** TEXT SECTION **
:::::
All teenagers eventually come to the realization that they are people, and that their parents don't really have any sort of authority over them. When "because I said so" just doesn't cut it as a reason anymore. It sucks, but you have to learn to coexist and compromise. Most families adapt to this change, some find it a lot more difficult. 

I had a look at an old thread of yours, about your husband's drinking habits and how he would behave. It's great that things have picked up for you guys, but it really wouldn't surprise me if your daughter was influenced by his behavior at that time. It doesn't matter if he wasn't physically abusive. Being a target or witness of emotional/verbal abuse can have the same long term impact on a person and manifests in different ways. Anger, in this case. 

Have you ever spoken to your daughter about this when you're not in the middle of an argument? Have you considered counseling?
_Posted via Mobile Device_


----------



## Anon Pink (Jan 17, 2013)

I attended a lecture in which the speaker was a psychiatrist discussing how meds affected the ADHD child when he was asked about the out of control child. He was quiet for a moment and then said, "I always wonder how that parent allowed the relationship to become so disconnected and tense. A parent must have a good relationship with their child in order to influence that child's behavior."
:::::
** REQUIREMENT 1 **
Please write out the forum thread word for word, from "All teenagers eventually" to "in this case.".
** REQUIREMENT 2 **
Count the lines in the entries below that contain the string "wheel", treating uppercase and lowercase as different, and give only the number.
:::::
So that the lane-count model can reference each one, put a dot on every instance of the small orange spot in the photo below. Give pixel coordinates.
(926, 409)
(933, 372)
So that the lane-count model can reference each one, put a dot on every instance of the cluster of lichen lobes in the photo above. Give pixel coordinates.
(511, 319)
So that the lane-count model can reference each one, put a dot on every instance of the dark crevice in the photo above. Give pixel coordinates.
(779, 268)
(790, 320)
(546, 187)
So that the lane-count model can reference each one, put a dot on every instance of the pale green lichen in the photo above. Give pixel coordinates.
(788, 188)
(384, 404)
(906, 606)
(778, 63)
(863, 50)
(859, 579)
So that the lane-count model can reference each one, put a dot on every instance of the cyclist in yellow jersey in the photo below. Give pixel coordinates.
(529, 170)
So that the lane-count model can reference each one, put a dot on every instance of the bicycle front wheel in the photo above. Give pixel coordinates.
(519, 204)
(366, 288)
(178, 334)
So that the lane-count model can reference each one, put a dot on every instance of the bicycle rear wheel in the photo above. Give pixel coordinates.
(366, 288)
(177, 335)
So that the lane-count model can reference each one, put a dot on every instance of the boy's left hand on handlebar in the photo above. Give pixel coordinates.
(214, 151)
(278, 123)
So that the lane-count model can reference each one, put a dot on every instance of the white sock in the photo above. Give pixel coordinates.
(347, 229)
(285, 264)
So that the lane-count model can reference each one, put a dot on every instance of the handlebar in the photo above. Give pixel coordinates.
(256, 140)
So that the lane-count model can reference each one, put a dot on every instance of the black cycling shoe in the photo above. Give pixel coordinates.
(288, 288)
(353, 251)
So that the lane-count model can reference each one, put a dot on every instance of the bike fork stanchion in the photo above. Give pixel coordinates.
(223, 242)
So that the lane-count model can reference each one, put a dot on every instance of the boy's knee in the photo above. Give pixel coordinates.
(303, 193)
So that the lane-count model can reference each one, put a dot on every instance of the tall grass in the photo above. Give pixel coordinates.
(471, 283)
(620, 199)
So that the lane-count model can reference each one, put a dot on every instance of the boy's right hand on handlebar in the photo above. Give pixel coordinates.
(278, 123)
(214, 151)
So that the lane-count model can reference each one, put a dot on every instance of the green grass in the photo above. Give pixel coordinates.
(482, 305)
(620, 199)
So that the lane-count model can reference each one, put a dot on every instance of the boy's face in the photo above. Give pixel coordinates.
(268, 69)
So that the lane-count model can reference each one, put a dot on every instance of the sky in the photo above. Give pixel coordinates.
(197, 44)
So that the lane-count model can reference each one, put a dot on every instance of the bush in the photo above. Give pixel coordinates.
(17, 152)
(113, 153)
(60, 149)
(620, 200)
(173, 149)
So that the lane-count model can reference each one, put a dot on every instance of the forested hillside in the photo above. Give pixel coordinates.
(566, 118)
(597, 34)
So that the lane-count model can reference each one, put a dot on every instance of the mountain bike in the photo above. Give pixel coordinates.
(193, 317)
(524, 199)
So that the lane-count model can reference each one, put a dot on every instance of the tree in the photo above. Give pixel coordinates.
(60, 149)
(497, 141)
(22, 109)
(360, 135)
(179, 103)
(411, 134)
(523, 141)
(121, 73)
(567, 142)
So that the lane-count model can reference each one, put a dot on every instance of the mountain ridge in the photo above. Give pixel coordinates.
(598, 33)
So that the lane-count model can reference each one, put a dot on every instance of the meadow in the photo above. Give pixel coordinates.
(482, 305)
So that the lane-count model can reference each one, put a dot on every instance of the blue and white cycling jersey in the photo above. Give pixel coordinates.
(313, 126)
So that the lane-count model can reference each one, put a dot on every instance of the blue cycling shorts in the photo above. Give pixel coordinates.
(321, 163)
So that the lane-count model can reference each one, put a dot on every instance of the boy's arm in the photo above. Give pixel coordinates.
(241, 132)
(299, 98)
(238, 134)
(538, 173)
:::::
** RESPONSE 1 **
All teenagers eventually come to the realization that they are people, and that their parents don't really have any sort of authority over them. When "because I said so" just doesn't cut it as a reason anymore. It sucks, but you have to learn to coexist and compromise. Most families adapt to this change, some find it a lot more difficult. 

I had a look at an old thread of yours, about your husband's drinking habits and how he would behave. It's great that things have picked up for you guys, but it really wouldn't surprise me if your daughter was influenced by his behavior at that time. It doesn't matter if he wasn't physically abusive. Being a target or witness of emotional/verbal abuse can have the same long term impact on a person and manifests in different ways. Anger, in this case.

** RESPONSE 2 **
2